<<<<
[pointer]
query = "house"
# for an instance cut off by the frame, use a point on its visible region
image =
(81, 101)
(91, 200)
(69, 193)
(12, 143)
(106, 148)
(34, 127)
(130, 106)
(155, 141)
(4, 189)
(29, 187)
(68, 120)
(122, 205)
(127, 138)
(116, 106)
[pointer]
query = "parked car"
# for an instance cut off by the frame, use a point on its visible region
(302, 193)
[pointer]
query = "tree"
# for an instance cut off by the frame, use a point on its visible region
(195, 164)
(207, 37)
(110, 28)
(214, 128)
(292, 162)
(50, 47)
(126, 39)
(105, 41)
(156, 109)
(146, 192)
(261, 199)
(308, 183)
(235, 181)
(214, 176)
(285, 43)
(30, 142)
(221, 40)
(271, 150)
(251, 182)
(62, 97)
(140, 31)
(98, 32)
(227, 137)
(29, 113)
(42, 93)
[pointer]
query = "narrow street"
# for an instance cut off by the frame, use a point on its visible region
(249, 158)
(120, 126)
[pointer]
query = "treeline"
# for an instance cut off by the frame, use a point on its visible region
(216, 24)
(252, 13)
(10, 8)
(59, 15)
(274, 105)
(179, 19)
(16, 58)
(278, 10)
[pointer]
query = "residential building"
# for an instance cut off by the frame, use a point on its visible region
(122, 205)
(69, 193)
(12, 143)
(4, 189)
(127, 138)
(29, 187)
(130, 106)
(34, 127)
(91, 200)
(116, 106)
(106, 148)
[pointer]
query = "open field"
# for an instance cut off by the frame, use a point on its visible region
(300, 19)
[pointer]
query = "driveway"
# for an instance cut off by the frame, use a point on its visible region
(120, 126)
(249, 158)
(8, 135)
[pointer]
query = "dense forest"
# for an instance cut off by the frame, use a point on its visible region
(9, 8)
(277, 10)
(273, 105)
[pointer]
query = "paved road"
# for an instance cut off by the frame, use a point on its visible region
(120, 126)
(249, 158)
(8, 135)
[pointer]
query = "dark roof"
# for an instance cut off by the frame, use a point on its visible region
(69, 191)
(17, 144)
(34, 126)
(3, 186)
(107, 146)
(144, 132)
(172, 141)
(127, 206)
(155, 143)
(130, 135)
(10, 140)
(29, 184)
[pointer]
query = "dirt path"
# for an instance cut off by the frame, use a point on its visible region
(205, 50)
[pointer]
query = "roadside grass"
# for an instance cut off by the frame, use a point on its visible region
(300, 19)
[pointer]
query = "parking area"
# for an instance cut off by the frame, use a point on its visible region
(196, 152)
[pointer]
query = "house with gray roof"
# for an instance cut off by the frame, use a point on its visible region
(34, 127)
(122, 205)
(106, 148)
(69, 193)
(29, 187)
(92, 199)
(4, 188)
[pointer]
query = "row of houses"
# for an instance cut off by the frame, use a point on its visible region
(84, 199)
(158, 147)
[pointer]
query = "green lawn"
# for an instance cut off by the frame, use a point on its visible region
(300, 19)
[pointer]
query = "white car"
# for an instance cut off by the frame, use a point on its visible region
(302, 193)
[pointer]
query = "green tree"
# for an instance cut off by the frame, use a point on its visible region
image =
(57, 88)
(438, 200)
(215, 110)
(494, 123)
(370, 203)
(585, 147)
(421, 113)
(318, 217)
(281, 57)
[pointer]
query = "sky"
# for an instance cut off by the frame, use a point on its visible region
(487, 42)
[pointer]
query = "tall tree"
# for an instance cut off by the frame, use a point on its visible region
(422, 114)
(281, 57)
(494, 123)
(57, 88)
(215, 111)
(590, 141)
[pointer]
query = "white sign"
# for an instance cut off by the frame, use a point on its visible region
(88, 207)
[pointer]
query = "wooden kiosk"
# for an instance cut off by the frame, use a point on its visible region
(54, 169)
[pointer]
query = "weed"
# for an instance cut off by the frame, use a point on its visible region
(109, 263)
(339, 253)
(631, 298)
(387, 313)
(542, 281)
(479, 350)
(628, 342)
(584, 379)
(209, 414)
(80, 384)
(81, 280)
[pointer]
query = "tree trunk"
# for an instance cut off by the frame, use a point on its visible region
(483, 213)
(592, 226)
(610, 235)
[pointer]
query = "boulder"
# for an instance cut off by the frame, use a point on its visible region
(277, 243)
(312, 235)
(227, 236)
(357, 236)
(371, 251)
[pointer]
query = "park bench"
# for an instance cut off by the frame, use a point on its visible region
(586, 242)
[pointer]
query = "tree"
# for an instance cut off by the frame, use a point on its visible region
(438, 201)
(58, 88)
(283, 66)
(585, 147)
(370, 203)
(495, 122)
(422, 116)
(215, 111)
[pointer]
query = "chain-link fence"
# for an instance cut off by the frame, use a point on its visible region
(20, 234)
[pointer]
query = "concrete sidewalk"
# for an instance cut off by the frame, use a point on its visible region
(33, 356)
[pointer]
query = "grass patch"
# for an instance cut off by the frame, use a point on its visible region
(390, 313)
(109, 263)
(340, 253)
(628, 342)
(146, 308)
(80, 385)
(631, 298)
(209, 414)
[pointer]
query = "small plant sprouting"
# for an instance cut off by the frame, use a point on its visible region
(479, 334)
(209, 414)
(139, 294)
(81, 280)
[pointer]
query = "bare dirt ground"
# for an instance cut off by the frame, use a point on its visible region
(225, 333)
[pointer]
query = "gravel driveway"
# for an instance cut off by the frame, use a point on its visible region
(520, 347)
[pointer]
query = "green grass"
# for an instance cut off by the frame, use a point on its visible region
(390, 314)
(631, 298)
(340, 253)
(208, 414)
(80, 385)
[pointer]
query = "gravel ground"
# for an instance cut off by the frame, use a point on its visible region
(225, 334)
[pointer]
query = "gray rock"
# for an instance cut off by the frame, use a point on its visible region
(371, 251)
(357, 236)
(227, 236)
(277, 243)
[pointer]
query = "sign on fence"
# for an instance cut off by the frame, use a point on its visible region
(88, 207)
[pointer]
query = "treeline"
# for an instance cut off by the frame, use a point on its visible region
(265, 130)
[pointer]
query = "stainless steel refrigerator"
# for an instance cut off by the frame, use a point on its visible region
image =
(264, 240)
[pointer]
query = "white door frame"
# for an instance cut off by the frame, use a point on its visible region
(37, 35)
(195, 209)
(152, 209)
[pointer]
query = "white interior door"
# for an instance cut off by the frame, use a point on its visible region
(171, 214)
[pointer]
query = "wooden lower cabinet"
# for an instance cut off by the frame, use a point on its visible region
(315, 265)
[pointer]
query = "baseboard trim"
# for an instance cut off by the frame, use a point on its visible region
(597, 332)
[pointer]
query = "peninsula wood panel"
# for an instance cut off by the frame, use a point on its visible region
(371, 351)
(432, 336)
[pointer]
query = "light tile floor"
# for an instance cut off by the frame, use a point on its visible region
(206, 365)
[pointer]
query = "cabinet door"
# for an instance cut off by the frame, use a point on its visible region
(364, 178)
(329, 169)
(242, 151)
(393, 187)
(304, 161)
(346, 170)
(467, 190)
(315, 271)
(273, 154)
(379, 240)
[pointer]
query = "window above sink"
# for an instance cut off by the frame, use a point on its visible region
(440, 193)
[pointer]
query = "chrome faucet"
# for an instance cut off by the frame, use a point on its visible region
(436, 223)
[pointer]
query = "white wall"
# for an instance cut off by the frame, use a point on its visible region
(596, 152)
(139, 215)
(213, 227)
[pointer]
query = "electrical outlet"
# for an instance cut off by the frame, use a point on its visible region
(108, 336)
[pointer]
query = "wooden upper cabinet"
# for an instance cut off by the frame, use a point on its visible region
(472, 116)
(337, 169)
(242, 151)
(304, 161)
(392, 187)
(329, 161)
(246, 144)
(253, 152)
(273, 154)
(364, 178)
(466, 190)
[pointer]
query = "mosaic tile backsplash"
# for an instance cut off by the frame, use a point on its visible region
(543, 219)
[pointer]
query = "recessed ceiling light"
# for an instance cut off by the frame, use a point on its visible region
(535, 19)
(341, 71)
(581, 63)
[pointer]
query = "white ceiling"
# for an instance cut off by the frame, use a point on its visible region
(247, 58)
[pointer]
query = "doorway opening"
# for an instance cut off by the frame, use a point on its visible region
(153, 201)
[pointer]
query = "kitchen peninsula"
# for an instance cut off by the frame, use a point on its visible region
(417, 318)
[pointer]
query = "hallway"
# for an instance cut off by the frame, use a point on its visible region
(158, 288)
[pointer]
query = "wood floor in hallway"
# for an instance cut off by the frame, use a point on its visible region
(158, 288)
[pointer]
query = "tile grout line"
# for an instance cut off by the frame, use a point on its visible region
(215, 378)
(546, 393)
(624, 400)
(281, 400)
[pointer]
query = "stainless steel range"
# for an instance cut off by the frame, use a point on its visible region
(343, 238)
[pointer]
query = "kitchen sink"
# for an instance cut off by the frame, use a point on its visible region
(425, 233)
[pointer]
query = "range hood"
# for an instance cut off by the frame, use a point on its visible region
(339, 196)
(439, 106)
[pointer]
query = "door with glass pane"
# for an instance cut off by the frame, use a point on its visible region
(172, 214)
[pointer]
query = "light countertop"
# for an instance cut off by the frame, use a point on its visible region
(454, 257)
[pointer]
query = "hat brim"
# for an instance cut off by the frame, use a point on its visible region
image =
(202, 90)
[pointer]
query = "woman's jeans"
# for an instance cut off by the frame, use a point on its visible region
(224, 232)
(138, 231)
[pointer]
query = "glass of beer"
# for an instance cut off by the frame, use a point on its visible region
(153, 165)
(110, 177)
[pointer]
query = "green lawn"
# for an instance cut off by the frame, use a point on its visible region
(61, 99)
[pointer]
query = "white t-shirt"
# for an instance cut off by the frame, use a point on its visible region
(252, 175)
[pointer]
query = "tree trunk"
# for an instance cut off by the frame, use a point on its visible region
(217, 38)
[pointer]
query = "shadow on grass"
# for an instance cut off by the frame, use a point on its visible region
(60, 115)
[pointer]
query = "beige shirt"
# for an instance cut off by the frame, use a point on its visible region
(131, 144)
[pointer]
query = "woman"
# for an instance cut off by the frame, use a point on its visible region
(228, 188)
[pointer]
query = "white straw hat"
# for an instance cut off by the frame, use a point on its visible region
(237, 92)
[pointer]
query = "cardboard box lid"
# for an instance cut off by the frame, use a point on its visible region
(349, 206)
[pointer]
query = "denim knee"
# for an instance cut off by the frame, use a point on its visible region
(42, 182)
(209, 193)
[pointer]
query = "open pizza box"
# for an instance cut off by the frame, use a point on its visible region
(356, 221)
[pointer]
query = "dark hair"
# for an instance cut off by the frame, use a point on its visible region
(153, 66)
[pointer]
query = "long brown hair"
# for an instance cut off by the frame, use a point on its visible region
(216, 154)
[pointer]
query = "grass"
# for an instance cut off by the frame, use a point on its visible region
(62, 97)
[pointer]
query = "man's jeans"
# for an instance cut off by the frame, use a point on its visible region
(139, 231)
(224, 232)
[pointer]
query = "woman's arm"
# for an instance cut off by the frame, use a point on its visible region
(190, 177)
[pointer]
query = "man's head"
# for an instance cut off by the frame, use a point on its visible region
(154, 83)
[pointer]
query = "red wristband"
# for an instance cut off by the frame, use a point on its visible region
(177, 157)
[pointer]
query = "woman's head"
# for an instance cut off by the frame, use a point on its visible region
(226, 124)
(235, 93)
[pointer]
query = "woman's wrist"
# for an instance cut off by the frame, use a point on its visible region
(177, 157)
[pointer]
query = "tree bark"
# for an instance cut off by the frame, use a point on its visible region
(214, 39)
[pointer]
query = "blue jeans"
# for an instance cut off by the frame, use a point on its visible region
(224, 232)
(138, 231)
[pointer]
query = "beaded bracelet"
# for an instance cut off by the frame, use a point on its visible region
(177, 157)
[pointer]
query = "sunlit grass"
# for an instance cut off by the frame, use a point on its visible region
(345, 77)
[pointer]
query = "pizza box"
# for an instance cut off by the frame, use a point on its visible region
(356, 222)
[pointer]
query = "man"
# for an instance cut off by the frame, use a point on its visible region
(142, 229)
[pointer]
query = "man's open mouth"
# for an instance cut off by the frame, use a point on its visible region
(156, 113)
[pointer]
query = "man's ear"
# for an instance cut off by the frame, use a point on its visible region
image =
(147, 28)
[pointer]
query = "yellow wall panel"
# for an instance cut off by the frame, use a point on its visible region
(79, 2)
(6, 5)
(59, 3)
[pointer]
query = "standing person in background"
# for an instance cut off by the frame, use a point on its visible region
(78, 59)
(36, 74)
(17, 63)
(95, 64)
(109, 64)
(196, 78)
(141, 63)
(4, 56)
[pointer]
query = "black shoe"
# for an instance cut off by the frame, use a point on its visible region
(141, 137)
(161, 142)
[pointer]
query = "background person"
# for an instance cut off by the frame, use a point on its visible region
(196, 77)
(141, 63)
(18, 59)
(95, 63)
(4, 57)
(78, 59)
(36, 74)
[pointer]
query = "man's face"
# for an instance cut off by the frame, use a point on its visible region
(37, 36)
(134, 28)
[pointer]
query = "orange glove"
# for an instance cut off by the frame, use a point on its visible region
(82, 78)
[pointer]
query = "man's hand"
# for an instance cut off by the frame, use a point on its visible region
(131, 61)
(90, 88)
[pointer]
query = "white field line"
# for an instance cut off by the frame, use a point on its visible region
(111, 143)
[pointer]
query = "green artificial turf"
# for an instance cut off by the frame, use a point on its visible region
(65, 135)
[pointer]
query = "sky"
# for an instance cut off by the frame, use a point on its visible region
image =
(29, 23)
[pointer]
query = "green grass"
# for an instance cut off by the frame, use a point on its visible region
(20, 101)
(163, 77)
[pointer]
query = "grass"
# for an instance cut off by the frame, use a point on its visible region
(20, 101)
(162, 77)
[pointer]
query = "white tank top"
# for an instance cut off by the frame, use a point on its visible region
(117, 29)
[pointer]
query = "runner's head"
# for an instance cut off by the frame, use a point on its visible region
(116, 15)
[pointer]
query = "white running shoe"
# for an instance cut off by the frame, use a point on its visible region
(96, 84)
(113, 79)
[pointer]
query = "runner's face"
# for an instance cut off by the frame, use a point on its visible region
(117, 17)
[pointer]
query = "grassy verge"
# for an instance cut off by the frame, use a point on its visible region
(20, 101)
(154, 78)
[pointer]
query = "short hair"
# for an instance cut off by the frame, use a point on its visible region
>>>>
- To be done: Which lines in the items contain the word "woman"? Pick out each one and copy it.

- Result:
query = "woman's jeans"
query = "woman"
query = "woman's arm"
query = "woman's head"
query = "woman's wrist"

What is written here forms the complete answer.